任務清單:
**A.** 列出這篇關於《額爾古納河右岸》英譯的論文在【關鍵詞】一項中給出的全部關鍵詞。
**B.** 請接著這篇關於《額爾古納河右岸》英譯的論文最後一段往下寫。

王菁偉
【摘要】 翻譯民族歷史文化書籍對傳播民族文化和推廣民族文學作品具有重要意義。生態翻譯學將翻譯定義為譯者通過“多維”轉換實現適應與選擇的活動。筆者以《額爾古納河右岸》為例,從語言、文化和交際“三維”轉換視角分析徐穆實英譯本,以期為運用“三維”轉換研究民族歷史文化文本的翻譯提供參考和借鑒。
【關鍵詞】 《額爾古納河右岸》英譯;徐穆實;生態翻譯學;“三維”轉換;適應與選擇
【中圖分類號】H315 ? ? ?【文獻標識碼】A ? ? ?【文章編號】2096-8264(2023)03-0113-03
【DOI】10.20024/j.cnki.CN42-1911/I.2023.03.036
《額爾古納河右岸》由遲子建所著,講述了我國東北鄂溫克族人與自然相融、為生存抗爭的百年歷史。小說語言生動精妙,富有民族特色。筆者選取的是小說第一章,內容涉及主人公在鄂溫克族即將遷往山下那天清晨的講述部分。該小說獲第七屆茅盾文學獎,在中國文學界具有重要地位。美國漢學家徐穆實翻譯了《額爾古納河右岸》,筆者試圖從語言、文化和交際“三維”對徐譯本中的翻譯案例進行分析。在譯文中,一方面,徐穆實主要采取了異化的翻譯策略,盡可能保留了原作的民族特色,使英語讀者能夠充分感受中國少數民族的文化魅力;另一方面,徐穆實綜合運用了直譯和意譯的翻譯方法以及音譯、音譯加注、增譯和合譯等翻譯技巧,有利于英語讀者的理解,增強了譯文的可讀性。筆者認為,加大對《額爾古納河右岸》的英譯研究具有重要意義。從史學研究視角來看,有利于傳播中國少數民族歷史文化及其文學作品;從全球生態視角來看,有利于全人類在當今生態危機的大背景下重新思考人類文明的發展;從疫情時代的生命觀來看,有利于向全世界彰顯中國尊重生命、敬畏生命的人類理想精神,具有重要的現實意義。
一、文獻綜述
(一)《額爾古納河右岸》徐譯本研究綜述。《額爾古納河右岸》徐譯本是該小說唯一完整的英譯本。徐譯本一經出版,引起了國內外專家和學者的廣泛關注。在國外,該譯本得到了主流媒體和評論家的好評。我國學者則多從文學視角對其進行分析,翻譯方面的研究集中于文化翻譯學領域,主要關注的是中國民俗文化和生態思想的傳播。縱觀中西方專家和學者對《額爾古納河右岸》英譯本的研究發現,其對徐譯本在文化傳播方面的解讀與研究取得了很大的成就,而在生態翻譯學方面的研究不足。筆者認為,《額爾古納河右岸》中涉及的“馴鹿”“狍子”和“樺樹皮”等自然生態元素以及所體現的“天人合一”主題思想與生態翻譯學的核心理念密切相關,因此,應加大對徐譯本生態翻譯學視角的分析研究。

資料:

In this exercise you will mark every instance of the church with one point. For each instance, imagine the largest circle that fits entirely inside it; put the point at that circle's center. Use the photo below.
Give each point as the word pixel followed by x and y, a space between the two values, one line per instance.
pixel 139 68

參考答案:
**A.** 《額爾古納河右岸》英譯;徐穆實;生態翻譯學;“三維”轉換;適應與選擇

**B.**
(二)生態翻譯學研究綜述。20世紀60年代以來,全球生態思潮興起。胡庚申把握時代思想發展動向,試圖從生態學視角進行翻譯研究。2001年以來,生態翻譯學在理論研究和應用研究方面都取得了長足的發展。在理論研究方面,胡教授先后發表了《翻譯適應與選擇方法的初步探索》一文和《生態翻譯學:建構與闡釋》著作等。在生態翻譯學的發展過程中,褒揚與質疑并存。有代表性的質疑主要包括對某些概念界定不清、理論的指導意義和可操作性不強、研究深度不夠等。王育平和吳志杰在《超越“自然選擇”、促進“文化多元”——試與胡庚申教授商榷》(王育平,吳志杰:2009)一文中指出,“翻譯生態環境”這一概念存在模糊不清的問題。對此,胡教授于2013年出版了《生態翻譯學:建構與闡釋》,回應了來自譯學界的批評與質疑,同時彌補了此前研究的不足。2016年,胡教授指出該論“取向于全球旅行”“志在國際化”(陶李春,胡庚申:2016)。總的來說,生態翻譯學作為一種全新的翻譯研究范式,雖然遇到了許多質疑和挑戰,但它正逐步發展與成熟、迸發創新與活力。在應用研究方面,生態翻譯學已應用于許多不同領域,包括文學翻譯研究、翻譯教學研究、口譯研究等。近年來,與生態翻譯學相關的碩博士學位論文越來越多。經筆者不完全統計,在中國知網鍵入“生態翻譯學”作為關鍵詞進行搜索,從2011年至今,共計有700余篇相關學位論文,其中近三年就有320余篇,說明生態翻譯學作為翻譯理論框架,在指導論文實踐方面正得到越來越多的關注。
二、生態翻譯學的核心理念
翻譯是譯者通過“多維”轉換,選擇性地適應“翻譯生態環境”,在此基礎上將原語的“文本生態”適應性選擇地移植到譯語的生態系統中。“多維”轉換主要體現在語言維、文化維和交際維三個層面的選擇轉換。其中,語言維要求譯者能動地對語言形式進行選擇轉換;文化維強調譯者關注文化內涵的傳遞;交際維要求譯者挖掘作者的表達意圖,實現交際效果。從保持“文本生態”的角度來看,譯者通過適應與選擇,有責任保持原文和譯文在三者生態層面的協調平衡(胡庚申,2013)。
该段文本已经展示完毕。